SOURCE DOCUMENT:
-- BEGIN --
Circumstances of the Offender
[36] Mr. McIndoo is currently 39 years of age. He is married and has a daughter, who is now 13 years of age.
[37] The Pre-Sentence Report identifies that Mr. McIndoo’s parents separated when he was young. He has a close relationship with his mother, who was a rather vocal supporter in the courtroom during sentencing submissions. His father is described as an alcoholic, although when sober Mr. McIndoo described him as a great father. There is no suggestion that Mr. McIndoo was ever the victim of sexual abuse as a child.
[38] There is no doubt that, subject to periods of criminal difficulty, Mr. McIndoo has been gainfully employed for most of his adult life. Troubling given the offences here and the 2015 guilty plea is Mr. McIndoo’s prior employment as a cook in a daycare centre. However, there is no indication that anything untoward occurred during that employment.
[39] Mr. McIndoo has a prior criminal record. As noted, the most concerning conviction is the offence of child luring which was remarkably similar to the offences for which I have convicted him, and his return to this type of activity upon his release from custody. Other convictions include fraud under $5,000.
[40] There can be no doubt that Mr. McIndoo’s immediate family has been decimated by the charges and ultimately the convictions that flowed therefrom. I am advised that the family lost their home and without Mr. McIndoo’s financial input, they had to move to an apartment. Mr. McIndoo’s daughter has been forced to change schools at an age where her peer group would undoubtedly be important to her. Mr. McIndoo appears to have been very involved in her extra-curricular activities. The Childrens’ Aid Society has been involved given the charges and there is no suggestion that Mr. McIndoo’s predilections have involved his own daughter.
Aggravating and Mitigating Circumstances
[41] The Crown argues that there are no mitigating circumstances.
[42] I would not go so far.
[43] Mr. McIndoo has family support, certainly from his mother and, I accept, his wife and daughter. However, given his prior conviction, it is also clear that neither his wife nor his mother was able to prevent him from re-offending. I do wonder if they know or understand the nature and severity of Mr. McIndoo’s misconduct.
-- END --
MATERIAL SHOWN:
-- BEGIN --
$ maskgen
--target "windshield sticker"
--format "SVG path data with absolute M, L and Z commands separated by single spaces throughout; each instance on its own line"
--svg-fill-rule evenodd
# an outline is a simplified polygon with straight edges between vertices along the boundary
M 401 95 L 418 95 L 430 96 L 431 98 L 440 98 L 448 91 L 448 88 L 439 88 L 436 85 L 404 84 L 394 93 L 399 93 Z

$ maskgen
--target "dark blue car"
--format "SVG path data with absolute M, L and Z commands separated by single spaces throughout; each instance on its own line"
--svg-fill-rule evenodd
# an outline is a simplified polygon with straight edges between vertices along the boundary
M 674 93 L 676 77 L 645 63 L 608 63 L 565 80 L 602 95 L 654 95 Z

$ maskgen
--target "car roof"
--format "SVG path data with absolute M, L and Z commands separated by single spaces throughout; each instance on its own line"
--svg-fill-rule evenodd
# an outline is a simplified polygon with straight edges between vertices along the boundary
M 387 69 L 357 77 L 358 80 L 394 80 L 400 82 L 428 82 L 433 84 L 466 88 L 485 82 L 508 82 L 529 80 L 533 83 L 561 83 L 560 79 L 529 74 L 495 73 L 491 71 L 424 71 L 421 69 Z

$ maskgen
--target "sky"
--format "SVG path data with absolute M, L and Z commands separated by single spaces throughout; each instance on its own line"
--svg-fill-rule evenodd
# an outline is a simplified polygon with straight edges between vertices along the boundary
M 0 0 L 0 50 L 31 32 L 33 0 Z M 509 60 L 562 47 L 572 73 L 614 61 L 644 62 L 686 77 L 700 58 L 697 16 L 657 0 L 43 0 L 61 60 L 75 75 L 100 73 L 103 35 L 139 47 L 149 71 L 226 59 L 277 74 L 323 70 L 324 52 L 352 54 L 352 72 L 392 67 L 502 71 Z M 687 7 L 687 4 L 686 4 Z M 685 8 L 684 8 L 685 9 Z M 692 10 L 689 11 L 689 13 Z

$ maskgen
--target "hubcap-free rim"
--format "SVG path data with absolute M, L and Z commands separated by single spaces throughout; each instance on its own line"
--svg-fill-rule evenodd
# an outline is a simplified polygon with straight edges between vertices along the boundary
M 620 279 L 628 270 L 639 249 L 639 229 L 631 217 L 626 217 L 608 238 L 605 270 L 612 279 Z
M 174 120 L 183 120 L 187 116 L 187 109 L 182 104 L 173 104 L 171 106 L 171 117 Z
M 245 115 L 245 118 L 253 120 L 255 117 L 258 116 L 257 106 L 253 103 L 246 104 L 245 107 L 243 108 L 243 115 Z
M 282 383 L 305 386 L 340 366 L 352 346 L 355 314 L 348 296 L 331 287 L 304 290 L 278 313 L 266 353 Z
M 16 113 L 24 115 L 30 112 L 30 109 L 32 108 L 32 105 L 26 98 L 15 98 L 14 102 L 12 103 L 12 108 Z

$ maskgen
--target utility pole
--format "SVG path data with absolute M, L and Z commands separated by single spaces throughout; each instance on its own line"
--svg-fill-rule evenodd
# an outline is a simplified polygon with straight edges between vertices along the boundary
-- END --
WHAT IS ASKED:
1/ Name every relative of Mr. McIndoo that the sentencing text mentions.
2/ Write out the passage of the sentencing text that begins at the words "[37] The Pre-Sentence" and stops after "during that employment.", swapping "cook" for "janitor".

ANSWERS BY TASK:
1/ His mother, his father, his wife, and his daughter.

2/
[37] The Pre-Sentence Report identifies that Mr. McIndoo’s parents separated when he was young. He has a close relationship with his mother, who was a rather vocal supporter in the courtroom during sentencing submissions. His father is described as an alcoholic, although when sober Mr. McIndoo described him as a great father. There is no suggestion that Mr. McIndoo was ever the victim of sexual abuse as a child.
[38] There is no doubt that, subject to periods of criminal difficulty, Mr. McIndoo has been gainfully employed for most of his adult life. Troubling given the offences here and the 2015 guilty plea is Mr. McIndoo’s prior employment as a janitor in a daycare centre. However, there is no indication that anything untoward occurred during that employment.